* PROBLEM TO WORK ON: Start with the line containing "Put a marker on every instance of the snowboarder in" and write out each line through the end of the listing, exactly as given.

* ITEMS:
┌────────

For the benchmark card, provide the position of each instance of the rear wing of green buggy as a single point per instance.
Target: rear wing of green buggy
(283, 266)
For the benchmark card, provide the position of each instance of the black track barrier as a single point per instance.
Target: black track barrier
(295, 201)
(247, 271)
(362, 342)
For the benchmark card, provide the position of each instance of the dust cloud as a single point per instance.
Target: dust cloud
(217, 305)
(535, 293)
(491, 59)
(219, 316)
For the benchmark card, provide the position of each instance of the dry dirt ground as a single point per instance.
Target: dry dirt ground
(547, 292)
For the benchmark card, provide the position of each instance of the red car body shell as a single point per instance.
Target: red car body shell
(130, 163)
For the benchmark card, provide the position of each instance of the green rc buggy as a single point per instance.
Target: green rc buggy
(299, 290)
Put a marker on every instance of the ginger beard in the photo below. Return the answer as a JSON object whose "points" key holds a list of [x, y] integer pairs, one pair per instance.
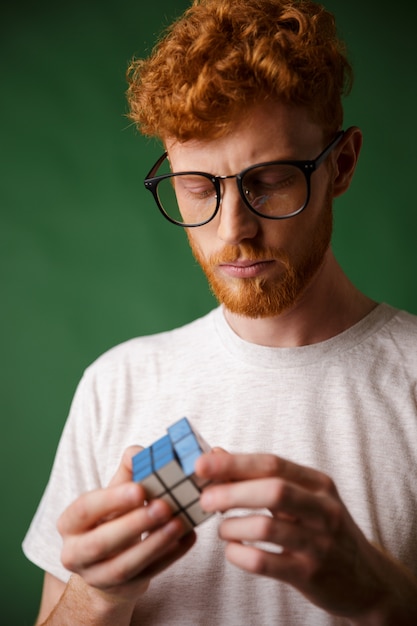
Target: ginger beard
{"points": [[262, 297]]}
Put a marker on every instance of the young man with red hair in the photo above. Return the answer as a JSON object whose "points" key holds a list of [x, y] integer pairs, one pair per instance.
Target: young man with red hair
{"points": [[306, 385]]}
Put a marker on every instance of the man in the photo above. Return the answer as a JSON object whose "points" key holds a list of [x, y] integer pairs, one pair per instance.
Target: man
{"points": [[306, 385]]}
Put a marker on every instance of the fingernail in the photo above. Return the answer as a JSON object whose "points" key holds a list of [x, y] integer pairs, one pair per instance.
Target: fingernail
{"points": [[157, 511], [206, 501], [173, 528]]}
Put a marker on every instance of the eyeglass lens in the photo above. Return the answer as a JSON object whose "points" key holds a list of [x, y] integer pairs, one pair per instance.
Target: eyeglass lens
{"points": [[273, 190]]}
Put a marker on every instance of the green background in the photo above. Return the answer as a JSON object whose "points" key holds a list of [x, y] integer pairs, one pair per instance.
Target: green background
{"points": [[87, 261]]}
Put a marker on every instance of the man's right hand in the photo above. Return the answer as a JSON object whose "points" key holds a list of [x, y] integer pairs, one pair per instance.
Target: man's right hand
{"points": [[116, 544]]}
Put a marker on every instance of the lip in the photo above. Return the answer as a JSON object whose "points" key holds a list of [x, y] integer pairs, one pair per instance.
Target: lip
{"points": [[245, 269]]}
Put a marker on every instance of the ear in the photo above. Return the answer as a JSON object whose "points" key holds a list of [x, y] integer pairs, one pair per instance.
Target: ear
{"points": [[345, 159]]}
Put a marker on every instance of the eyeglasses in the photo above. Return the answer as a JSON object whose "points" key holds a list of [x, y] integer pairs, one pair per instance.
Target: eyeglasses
{"points": [[275, 190]]}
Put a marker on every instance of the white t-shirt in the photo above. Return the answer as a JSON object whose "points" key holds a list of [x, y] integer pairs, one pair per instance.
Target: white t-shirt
{"points": [[346, 406]]}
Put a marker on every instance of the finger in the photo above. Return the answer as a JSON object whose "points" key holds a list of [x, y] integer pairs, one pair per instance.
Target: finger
{"points": [[266, 530], [225, 467], [140, 558], [112, 537], [124, 471], [92, 507], [279, 496], [284, 566]]}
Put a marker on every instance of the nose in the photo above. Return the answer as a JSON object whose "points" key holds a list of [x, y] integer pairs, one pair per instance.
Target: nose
{"points": [[235, 220]]}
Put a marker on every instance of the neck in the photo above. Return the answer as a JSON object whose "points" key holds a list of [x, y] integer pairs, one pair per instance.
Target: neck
{"points": [[329, 305]]}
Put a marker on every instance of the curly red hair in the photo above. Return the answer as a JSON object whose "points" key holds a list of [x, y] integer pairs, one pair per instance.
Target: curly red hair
{"points": [[222, 56]]}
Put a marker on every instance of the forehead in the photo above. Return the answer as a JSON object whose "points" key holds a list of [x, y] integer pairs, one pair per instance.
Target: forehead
{"points": [[267, 131]]}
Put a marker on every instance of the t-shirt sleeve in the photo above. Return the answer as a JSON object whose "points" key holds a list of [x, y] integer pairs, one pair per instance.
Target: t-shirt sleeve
{"points": [[74, 472]]}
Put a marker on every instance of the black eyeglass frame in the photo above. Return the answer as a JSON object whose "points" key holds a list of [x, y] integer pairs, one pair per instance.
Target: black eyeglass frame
{"points": [[151, 183]]}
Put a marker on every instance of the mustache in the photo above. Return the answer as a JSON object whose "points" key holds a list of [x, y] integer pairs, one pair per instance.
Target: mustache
{"points": [[249, 252]]}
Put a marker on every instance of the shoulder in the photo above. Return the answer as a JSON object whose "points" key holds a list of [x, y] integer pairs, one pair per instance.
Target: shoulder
{"points": [[397, 337], [167, 345]]}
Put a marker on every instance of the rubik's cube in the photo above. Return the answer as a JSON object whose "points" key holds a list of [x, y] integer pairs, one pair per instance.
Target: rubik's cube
{"points": [[166, 471]]}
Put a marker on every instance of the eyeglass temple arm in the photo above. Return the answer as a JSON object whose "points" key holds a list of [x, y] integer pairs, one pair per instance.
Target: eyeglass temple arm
{"points": [[157, 165]]}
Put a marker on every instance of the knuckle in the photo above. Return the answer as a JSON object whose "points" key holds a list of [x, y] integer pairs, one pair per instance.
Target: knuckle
{"points": [[278, 492], [258, 564], [336, 516], [265, 528]]}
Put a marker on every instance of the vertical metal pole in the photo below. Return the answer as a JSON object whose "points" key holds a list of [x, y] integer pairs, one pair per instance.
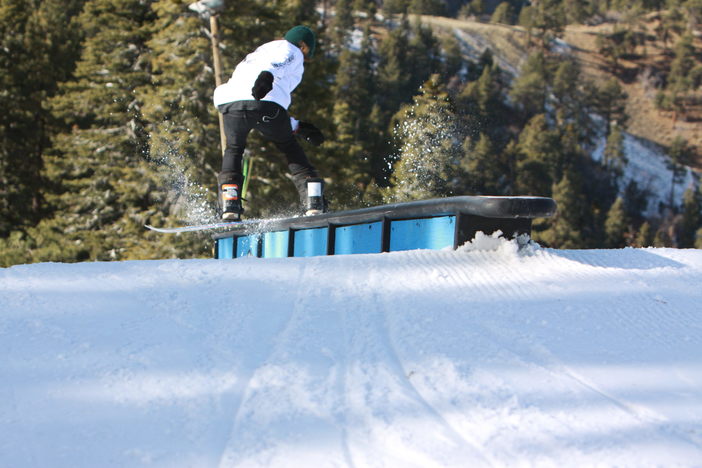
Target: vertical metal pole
{"points": [[217, 60]]}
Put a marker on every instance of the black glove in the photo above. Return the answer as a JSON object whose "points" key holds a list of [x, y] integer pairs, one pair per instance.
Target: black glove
{"points": [[310, 133], [263, 85]]}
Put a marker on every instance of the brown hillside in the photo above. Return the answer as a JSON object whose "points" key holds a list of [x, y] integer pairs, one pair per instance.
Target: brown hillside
{"points": [[640, 73]]}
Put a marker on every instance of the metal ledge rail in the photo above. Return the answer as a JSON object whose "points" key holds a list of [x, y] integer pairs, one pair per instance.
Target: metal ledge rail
{"points": [[428, 224]]}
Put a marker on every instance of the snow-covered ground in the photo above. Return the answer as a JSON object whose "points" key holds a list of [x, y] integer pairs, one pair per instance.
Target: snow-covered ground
{"points": [[468, 358]]}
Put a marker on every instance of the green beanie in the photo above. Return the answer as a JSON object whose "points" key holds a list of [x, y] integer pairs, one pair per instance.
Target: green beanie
{"points": [[304, 34]]}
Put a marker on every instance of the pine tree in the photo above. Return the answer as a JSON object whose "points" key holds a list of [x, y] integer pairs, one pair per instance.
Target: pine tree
{"points": [[39, 49], [572, 97], [504, 13], [614, 157], [565, 226], [103, 189], [484, 171], [680, 157], [691, 218], [177, 104], [539, 147], [429, 154], [616, 225], [482, 102], [610, 103], [644, 238], [530, 89]]}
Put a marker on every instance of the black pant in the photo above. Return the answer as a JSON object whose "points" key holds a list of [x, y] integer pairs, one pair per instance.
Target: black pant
{"points": [[273, 122]]}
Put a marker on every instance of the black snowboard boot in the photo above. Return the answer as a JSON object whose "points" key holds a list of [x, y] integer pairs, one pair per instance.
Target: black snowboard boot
{"points": [[311, 191], [230, 195]]}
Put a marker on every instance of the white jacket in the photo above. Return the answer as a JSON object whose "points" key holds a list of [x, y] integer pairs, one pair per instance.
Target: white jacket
{"points": [[283, 59]]}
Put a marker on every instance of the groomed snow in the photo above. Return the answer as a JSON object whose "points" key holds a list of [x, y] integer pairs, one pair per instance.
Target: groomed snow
{"points": [[485, 356]]}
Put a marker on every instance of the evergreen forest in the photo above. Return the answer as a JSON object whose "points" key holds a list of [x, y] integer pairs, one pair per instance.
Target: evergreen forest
{"points": [[108, 122]]}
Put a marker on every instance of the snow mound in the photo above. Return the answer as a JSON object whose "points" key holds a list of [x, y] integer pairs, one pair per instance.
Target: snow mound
{"points": [[501, 353]]}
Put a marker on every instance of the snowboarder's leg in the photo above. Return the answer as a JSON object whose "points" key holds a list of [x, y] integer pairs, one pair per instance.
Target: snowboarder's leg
{"points": [[275, 125], [229, 185], [229, 181]]}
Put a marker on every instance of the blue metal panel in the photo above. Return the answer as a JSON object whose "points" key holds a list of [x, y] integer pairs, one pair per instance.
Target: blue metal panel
{"points": [[311, 242], [275, 244], [427, 233], [247, 246], [225, 247], [359, 238]]}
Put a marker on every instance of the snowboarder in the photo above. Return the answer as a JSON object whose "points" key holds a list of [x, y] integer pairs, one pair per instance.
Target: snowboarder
{"points": [[257, 96]]}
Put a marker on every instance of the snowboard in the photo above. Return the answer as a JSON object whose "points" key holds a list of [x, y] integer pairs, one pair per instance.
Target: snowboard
{"points": [[202, 227]]}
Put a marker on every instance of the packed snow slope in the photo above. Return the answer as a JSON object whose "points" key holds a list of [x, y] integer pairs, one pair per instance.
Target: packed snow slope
{"points": [[469, 358]]}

└────────

* CORRECT RESPONSE:
Put a marker on every instance of the snowboarder in the photo above. Return the answer as a JSON object whose "points" key holds a list of [x, y] integer pairs, one pair per instance.
Target: snowboarder
{"points": [[257, 96]]}
Put a marker on every instance of the snowboard in the photo above. Return the answer as a JSON object whose "points" key holds a list of [x, y] integer pairs, one pair per instance.
Target: snowboard
{"points": [[202, 227]]}
Put a marker on every instance of the packed snow slope in the photo above. Return the answer as a JSON object whose "points" key holds a list of [x, y] integer pairs, one pair per instance.
Target: packed snow slope
{"points": [[469, 358]]}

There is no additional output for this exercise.